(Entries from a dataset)
•••

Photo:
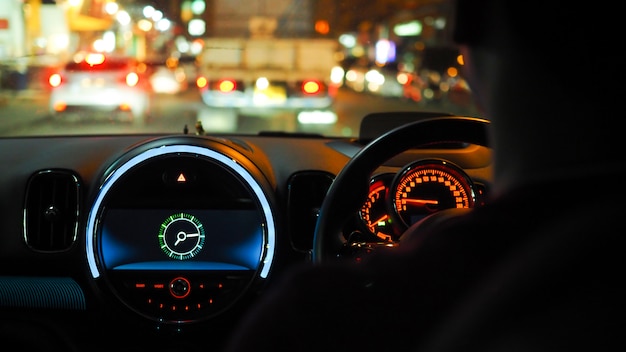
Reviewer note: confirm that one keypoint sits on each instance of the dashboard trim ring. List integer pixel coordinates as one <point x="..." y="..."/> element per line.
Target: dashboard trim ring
<point x="233" y="165"/>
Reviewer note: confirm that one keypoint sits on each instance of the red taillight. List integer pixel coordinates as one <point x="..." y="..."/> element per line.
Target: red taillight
<point x="201" y="82"/>
<point x="226" y="86"/>
<point x="132" y="79"/>
<point x="311" y="87"/>
<point x="55" y="80"/>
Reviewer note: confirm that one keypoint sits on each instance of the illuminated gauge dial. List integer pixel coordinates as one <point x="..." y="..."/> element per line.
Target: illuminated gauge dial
<point x="427" y="186"/>
<point x="375" y="213"/>
<point x="181" y="236"/>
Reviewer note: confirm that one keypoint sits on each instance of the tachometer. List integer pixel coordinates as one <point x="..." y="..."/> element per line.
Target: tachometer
<point x="427" y="186"/>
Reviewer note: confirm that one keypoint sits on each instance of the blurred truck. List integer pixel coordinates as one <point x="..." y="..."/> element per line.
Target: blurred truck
<point x="268" y="69"/>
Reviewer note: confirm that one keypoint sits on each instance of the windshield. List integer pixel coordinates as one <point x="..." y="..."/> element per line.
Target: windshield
<point x="223" y="66"/>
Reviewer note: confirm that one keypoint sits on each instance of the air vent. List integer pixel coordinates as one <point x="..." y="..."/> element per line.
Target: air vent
<point x="307" y="191"/>
<point x="51" y="210"/>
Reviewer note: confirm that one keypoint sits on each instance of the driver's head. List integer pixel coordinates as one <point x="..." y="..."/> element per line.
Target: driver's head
<point x="545" y="74"/>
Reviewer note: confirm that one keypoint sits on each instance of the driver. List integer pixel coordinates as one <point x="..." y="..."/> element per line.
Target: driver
<point x="539" y="267"/>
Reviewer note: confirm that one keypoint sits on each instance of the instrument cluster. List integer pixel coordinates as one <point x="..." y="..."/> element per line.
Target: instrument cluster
<point x="398" y="200"/>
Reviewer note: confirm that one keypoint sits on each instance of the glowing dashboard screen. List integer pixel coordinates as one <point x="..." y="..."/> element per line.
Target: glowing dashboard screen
<point x="181" y="239"/>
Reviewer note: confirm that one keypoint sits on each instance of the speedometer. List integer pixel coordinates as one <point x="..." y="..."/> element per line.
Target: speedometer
<point x="427" y="186"/>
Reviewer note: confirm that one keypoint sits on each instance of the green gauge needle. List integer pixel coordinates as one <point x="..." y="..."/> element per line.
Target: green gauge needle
<point x="182" y="236"/>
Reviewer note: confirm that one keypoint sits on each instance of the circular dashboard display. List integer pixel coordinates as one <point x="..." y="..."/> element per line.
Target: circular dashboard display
<point x="181" y="236"/>
<point x="427" y="186"/>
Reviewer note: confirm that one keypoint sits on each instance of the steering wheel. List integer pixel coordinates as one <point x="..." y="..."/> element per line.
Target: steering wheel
<point x="349" y="189"/>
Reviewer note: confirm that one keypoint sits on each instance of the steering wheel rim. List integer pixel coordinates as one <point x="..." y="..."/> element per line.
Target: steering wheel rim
<point x="341" y="199"/>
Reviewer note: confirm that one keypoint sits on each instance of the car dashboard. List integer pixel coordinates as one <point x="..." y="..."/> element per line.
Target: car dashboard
<point x="164" y="241"/>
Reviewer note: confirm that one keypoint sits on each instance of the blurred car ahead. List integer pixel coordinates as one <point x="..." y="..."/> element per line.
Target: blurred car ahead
<point x="168" y="80"/>
<point x="117" y="87"/>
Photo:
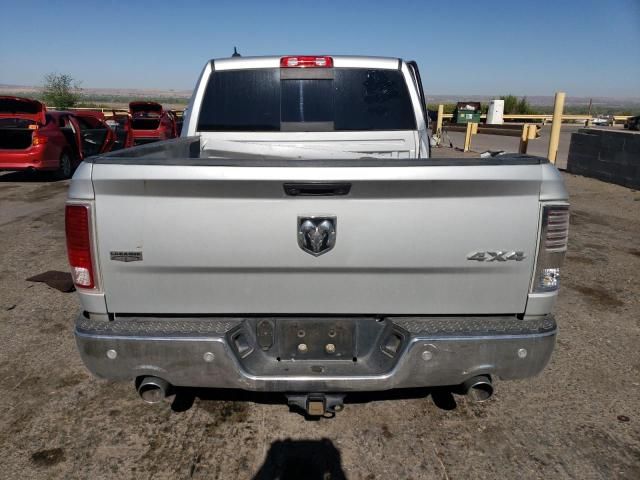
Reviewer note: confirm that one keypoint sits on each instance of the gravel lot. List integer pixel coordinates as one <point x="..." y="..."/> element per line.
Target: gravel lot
<point x="579" y="419"/>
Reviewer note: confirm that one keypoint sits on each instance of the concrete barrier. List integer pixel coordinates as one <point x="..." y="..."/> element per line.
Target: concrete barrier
<point x="609" y="155"/>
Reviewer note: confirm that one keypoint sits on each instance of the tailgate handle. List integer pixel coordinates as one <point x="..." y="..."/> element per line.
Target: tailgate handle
<point x="316" y="189"/>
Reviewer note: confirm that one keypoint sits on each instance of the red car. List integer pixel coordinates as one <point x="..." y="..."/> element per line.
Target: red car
<point x="151" y="122"/>
<point x="31" y="138"/>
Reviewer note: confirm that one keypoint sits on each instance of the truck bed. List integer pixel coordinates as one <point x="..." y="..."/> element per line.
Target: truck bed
<point x="217" y="234"/>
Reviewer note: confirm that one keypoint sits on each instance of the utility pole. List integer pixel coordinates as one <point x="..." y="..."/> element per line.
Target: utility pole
<point x="556" y="125"/>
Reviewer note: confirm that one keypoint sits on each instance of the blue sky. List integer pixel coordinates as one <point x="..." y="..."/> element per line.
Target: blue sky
<point x="584" y="47"/>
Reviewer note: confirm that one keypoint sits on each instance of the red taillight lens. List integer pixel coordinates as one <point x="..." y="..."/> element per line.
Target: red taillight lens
<point x="79" y="245"/>
<point x="38" y="139"/>
<point x="552" y="247"/>
<point x="306" y="61"/>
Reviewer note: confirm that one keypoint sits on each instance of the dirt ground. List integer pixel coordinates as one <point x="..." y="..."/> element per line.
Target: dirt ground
<point x="579" y="419"/>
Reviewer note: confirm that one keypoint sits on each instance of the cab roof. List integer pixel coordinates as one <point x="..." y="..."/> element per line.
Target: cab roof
<point x="339" y="61"/>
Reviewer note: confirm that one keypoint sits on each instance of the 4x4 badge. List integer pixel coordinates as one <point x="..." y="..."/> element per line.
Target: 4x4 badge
<point x="497" y="256"/>
<point x="317" y="235"/>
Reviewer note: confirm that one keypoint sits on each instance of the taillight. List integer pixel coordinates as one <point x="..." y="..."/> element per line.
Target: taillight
<point x="554" y="237"/>
<point x="79" y="245"/>
<point x="307" y="61"/>
<point x="38" y="139"/>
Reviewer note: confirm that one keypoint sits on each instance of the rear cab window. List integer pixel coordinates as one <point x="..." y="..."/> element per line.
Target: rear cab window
<point x="311" y="99"/>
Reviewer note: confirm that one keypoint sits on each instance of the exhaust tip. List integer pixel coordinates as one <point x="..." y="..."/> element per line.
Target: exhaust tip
<point x="153" y="389"/>
<point x="479" y="389"/>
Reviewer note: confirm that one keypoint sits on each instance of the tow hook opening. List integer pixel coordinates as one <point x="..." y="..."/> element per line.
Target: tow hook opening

•••

[TASK STATEMENT]
Exactly and exclusively, repeat the lines from the line that contains "of the rear" through the end of the records, both ends included.

[ANSWER]
Reviewer note: confirm that one keypoint sits on each instance of the rear cab window. List integer pixel coordinates as one <point x="..." y="..."/> element per line.
Target: rear cab window
<point x="311" y="99"/>
Reviewer note: confirm that one keypoint sits on each instance of the exhaust tip. List integer pixel coordinates as one <point x="..." y="..."/> element per line.
Target: exhaust tip
<point x="153" y="389"/>
<point x="479" y="389"/>
Reviewer note: confirm that one keypoint sits on each instance of the tow hook opening. List integer pixel coordinates as one <point x="..." y="..."/> element per line.
Target: tow hook opening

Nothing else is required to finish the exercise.